YOUR TASK:
Copy every entry exactly, but skip the pictures.

AVAILABLE DATA:
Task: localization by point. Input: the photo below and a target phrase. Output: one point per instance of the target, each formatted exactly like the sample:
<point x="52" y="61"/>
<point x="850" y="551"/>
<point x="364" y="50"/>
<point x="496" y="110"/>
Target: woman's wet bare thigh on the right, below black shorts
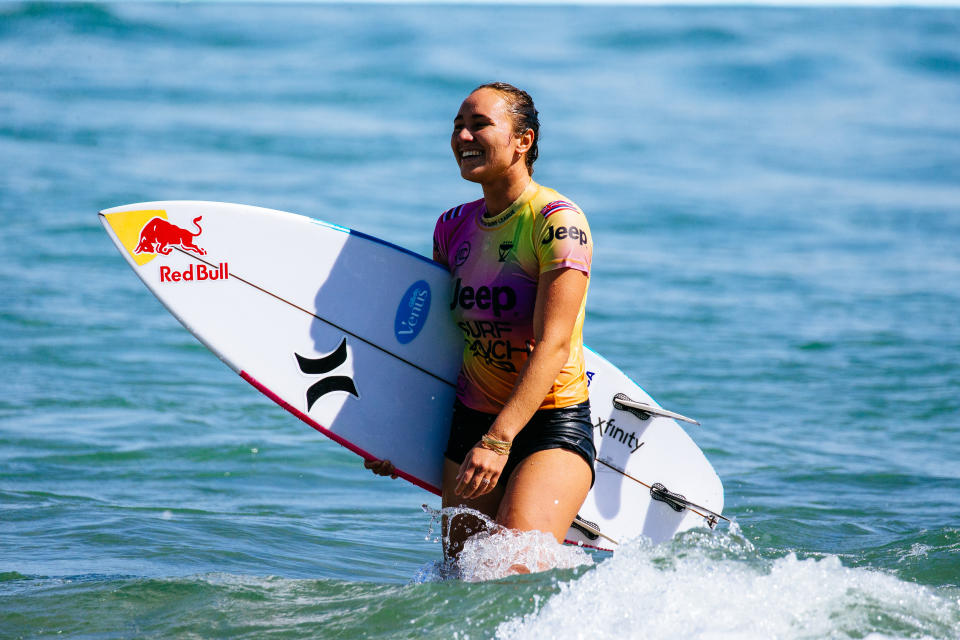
<point x="545" y="492"/>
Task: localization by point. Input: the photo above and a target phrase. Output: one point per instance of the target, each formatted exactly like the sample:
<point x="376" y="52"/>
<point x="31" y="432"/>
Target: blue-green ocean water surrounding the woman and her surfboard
<point x="775" y="200"/>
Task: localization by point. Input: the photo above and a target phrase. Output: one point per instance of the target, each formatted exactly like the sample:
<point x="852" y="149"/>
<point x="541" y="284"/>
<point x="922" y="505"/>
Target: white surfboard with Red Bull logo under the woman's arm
<point x="353" y="336"/>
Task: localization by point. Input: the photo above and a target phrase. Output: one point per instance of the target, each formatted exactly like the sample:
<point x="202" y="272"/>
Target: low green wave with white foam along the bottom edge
<point x="701" y="585"/>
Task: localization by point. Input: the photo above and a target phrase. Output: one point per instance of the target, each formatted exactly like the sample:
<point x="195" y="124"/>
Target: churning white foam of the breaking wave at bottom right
<point x="716" y="586"/>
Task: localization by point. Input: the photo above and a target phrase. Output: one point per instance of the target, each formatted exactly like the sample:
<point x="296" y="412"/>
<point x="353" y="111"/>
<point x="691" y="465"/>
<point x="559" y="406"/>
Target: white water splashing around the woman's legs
<point x="498" y="552"/>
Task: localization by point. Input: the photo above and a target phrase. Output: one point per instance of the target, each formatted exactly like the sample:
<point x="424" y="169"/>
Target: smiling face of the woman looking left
<point x="483" y="140"/>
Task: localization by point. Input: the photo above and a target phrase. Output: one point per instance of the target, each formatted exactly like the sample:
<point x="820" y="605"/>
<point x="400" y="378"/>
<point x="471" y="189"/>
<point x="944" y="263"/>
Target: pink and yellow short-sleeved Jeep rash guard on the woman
<point x="495" y="264"/>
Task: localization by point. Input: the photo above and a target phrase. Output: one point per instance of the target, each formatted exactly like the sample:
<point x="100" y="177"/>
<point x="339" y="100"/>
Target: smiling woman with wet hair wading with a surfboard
<point x="521" y="440"/>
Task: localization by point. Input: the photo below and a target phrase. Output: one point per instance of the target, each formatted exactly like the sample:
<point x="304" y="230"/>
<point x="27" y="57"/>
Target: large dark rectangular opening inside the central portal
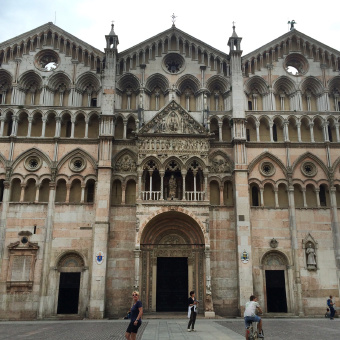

YOUR SOLUTION:
Task: localization by point. Input: the photo below and a target phrase. Output: one point per instance of the target, each formatted exactly like the sample:
<point x="52" y="61"/>
<point x="850" y="551"/>
<point x="364" y="50"/>
<point x="496" y="110"/>
Target: woman's wet bare thigh on the right, below black shorts
<point x="545" y="492"/>
Task: localization by point. Input: the photo above and a target phrase. Output: one point per instance of the target, each formatted exactly like the sample:
<point x="376" y="52"/>
<point x="31" y="432"/>
Target: blue-green ocean water surrounding the woman and her surfboard
<point x="775" y="200"/>
Task: localization by point. Input: the photo above and a target phrase. Output: one point per instance of the target, each formatted exactly like the sample:
<point x="852" y="149"/>
<point x="541" y="284"/>
<point x="922" y="505"/>
Target: white surfboard with Red Bull logo under the woman's arm
<point x="353" y="336"/>
Task: localization by point. Input: the photo above and a target phrase. Output: one point per instance of the target, each formatted exactly like the sample:
<point x="202" y="272"/>
Target: low green wave with white foam along the bottom edge
<point x="701" y="585"/>
Task: localization by point. Input: the photo above and a target phrase. Output: one point per instance of the target, each formatted exactly like the sample:
<point x="195" y="124"/>
Target: churning white foam of the breaking wave at bottom right
<point x="716" y="586"/>
Task: localization by point. Input: the photo above and a target phrase. Output: one point per instance of the target, each formatted exactly like the sample:
<point x="296" y="412"/>
<point x="353" y="111"/>
<point x="691" y="465"/>
<point x="559" y="406"/>
Target: white water splashing around the woman's legs
<point x="498" y="552"/>
Task: localization by point. Input: the photo above and a target phrase. Output: one point per instance of the target, each formatted exactly like the sample:
<point x="424" y="169"/>
Target: smiling face of the woman looking left
<point x="483" y="140"/>
Task: localization by point. Input: the photo above and a target phrase. Output: one point per instance of the target, each formatted exactly like the sample:
<point x="820" y="605"/>
<point x="400" y="378"/>
<point x="471" y="189"/>
<point x="944" y="263"/>
Target: pink and yellow short-sleeved Jeep rash guard on the woman
<point x="495" y="264"/>
Task: localization by point. Input: the photo above and a target phrase. Output: one point per instance of the target, each formatted exactly like the sample:
<point x="100" y="177"/>
<point x="339" y="100"/>
Target: smiling woman with wet hair wading with a surfboard
<point x="521" y="440"/>
Task: localization by point. Input: the photo below and a target phrase. Output: one point per instance of the target, each formatted exactly like the sample:
<point x="304" y="230"/>
<point x="27" y="57"/>
Target: large dark rectangular opening inside the central portal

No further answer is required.